• Do zrobienia:
1/ Gdzie, według tekstu o określeniu „polskie obozy zagłady”, doszło do poznania rozmówcy z Izraela?
2/ Policz wiersze listingu, w których występuje słowo „grass”, i podaj wyłącznie tę liczbę.

• Fragment tekstu:
Mało jest rzeczy, które tak
ostatnimi laty denerwują Polaków, jak przypisywanie przez niektóre zachodnie
media i niektórych zachodnich historyków i prominentnych polityków
„polskości” obozom zagłady z czasów drugiej wojny światowej.
ziewięć lat temu
w szkole językowej w Anglii poznałem najprawdziwszego Żyda
z Izraela, sympatycznego
i rozmownego gościa. Pewnego razu wystawił jednak moją sympatię
do niego na ciężką próbę, gdy zarzucił mi między innymi, że Hitler
największe obozy śmierci zbudował w Polsce, bo znał polski wrodzony
antysemityzm i liczył, że Polacy mu w zagładzie Żydów pomogą. Byłem
zaszokowany tą skrajnie jednostronną opinią. Opowiedziałem mu o Żegocie —
Radzie Pomocy Żydom działającej w strukturach AK i o Sprawiedliwych
wśród Narodów Świata, wśród których najwięcej jest właśnie Polaków. A co
do obozów, wyjaśniłem, że największe zostały zlokalizowane w Polsce
przez Niemców z powodów zapewne czysto pragmatycznych, bo to właśnie
w naszym kraju mieszkało przed wojną najwięcej Żydów, więc ich transport
do tych obozów był najtańszy. A dlaczego żyło u nas najwięcej
Żydów w Europie? Bo wbrew temu, co mówił o naszym rzekomym
antysemityzmie, Żydzi w Polsce czuli się bezpiecznie. Mówiłem, ale moje
wyjaśnienia chyba do mojego rozmówcy nie trafiały. Wychowano go
w uprzedzeniu do Polaków, co nie pozwalało mu na obiektywną
ocenę rzeczywistości.
Dopiero po tym wydarzeniu zacząłem wyraźniej dostrzegać,
że tego typu zarzuty wcale nie były wyjątkiem, a wręcz że zaczęły stawać
się regułą w niektórych zachodnich mediach i publikacjach. Zbudowane
na terenie Polski, ale przez Niemców i dla realizacji
niemieckiej koncepcji zagłady Żydów obozy koncentracyjne bez żadnej żenady
określano jako „polskie obozy koncentracyjne” lub „polskie obozy zagłady”. Te
podobno dziennikarskie skróty myślowe miały się odnosić jedynie do lokalizacji
tych obozów. Były jednak wyjątkowo dezinformujące, gdyż sugerowały co najmniej
współsprawstwo Polaków w Holocauście. A gdyby były zabiegiem
świadomym, byłyby obrzydliwym przeinaczaniem historii.

• Dostarczony materiał:
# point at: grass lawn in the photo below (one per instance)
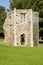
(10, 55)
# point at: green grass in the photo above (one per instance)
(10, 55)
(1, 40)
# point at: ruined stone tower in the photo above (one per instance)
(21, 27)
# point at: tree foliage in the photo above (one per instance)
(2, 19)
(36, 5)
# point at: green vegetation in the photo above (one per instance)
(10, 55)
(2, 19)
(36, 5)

...

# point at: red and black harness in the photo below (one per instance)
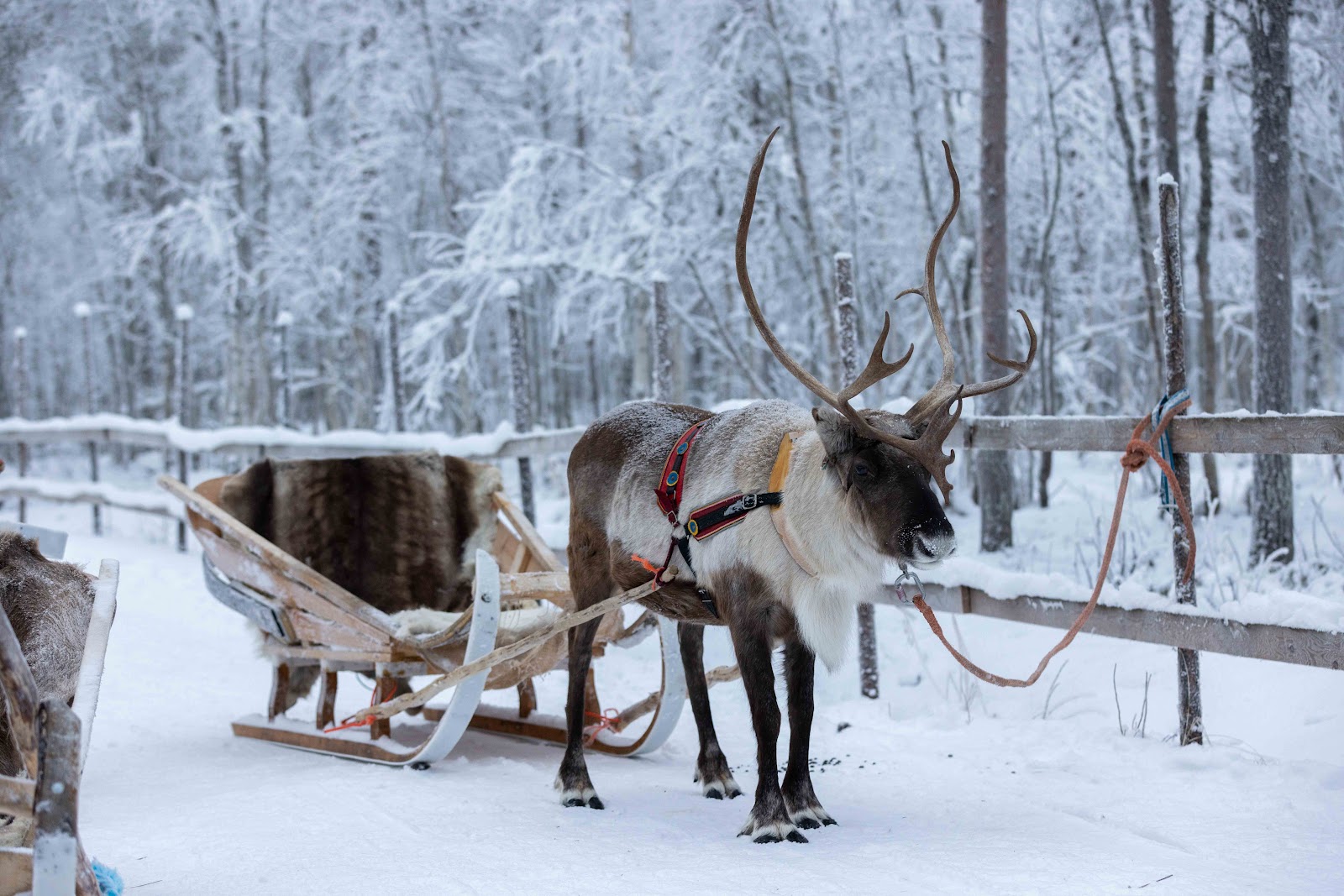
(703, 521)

* * *

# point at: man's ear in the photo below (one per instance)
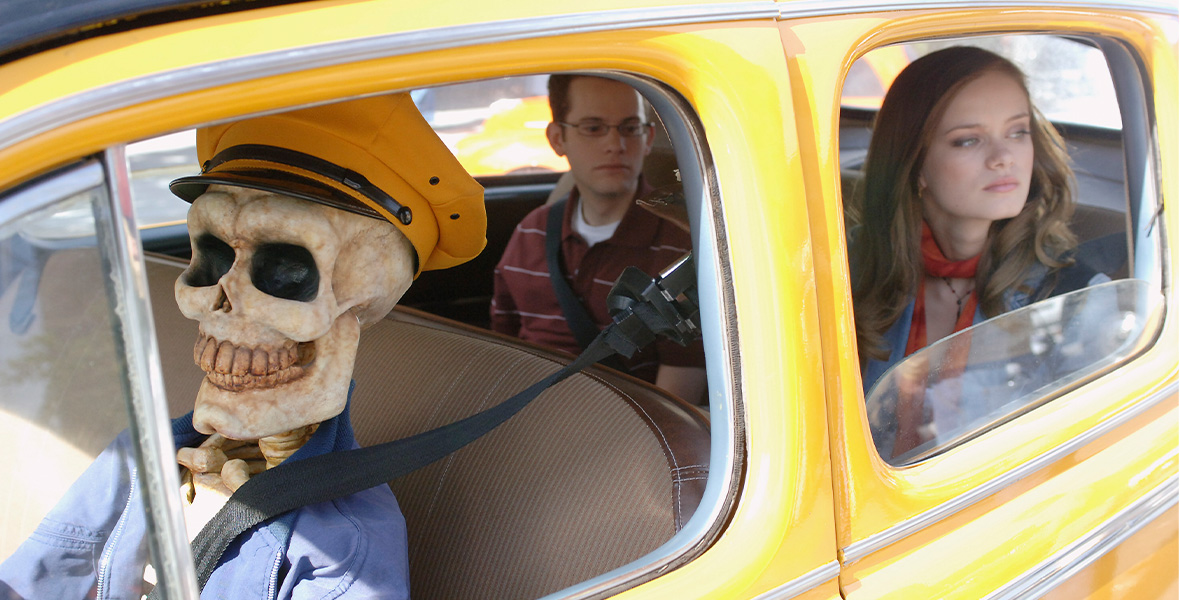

• Odpowiedzi:
1/ W szkole językowej w Anglii.

2/ 2